节选原文:
····················
错误消息告诉您不能将 pandas Series 转换为 float,而您可以调用 apply 逐行调用您的方法。您应该考虑重写您的方法,以便它可以在整个 Series 上工作,这将被矢量化并且比调用 apply 快得多,后者本质上是一个 for 循环。

时间

In [11]:

def calculate_RPKM1(theC,theN, theL):
    """
    theC  == Total reads mapped to a feature (gene/linc)
    theL  == Length of feature (gene/linc)
    theN  == Total reads mapped
    """
    rpkm = ((10**9) * theC)/(theN * theL)
    return rpkm
​
def calculate_RPKM(theC,theN,theL):
    """
    theC  == Total reads mapped to a feature (gene/linc)
    theL  == Length of feature (gene/linc)
    theN  == Total reads mapped
    """
    rpkm = float((10**9) * theC)/(theN * theL)
    return rpkm
N=12345

%timeit calculate_RPKM1(df['count'],N,df['gene_length'])
····················
练习目标:
请照抄这段讲 pandas Series 转换报错的节选中的一部分，一字不改：从含有“rpkm = ((10**9)”的地方开始，到“float((10**9) * theC)/(theN * theL)”之后结束。 作答时只能依据上面的节选。

收集数据:
····················
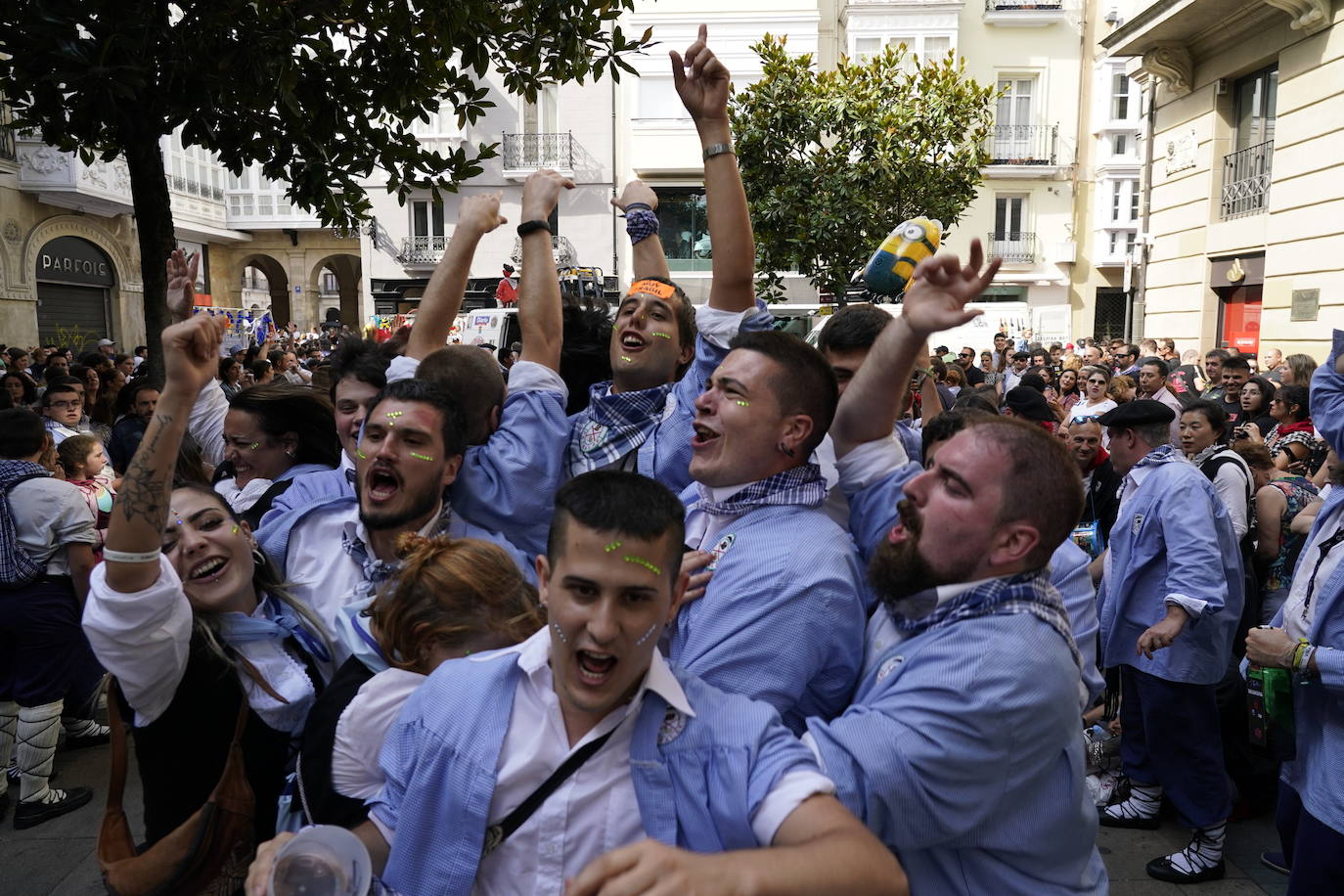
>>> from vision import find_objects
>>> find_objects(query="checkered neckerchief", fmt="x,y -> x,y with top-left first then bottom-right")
····················
最终答案:
rpkm = ((10**9) * theC)/(theN * theL)
    return rpkm
​
def calculate_RPKM(theC,theN,theL):
    """
    theC  == Total reads mapped to a feature (gene/linc)
    theL  == Length of feature (gene/linc)
    theN  == Total reads mapped
    """
    rpkm = float((10**9) * theC)/(theN * theL)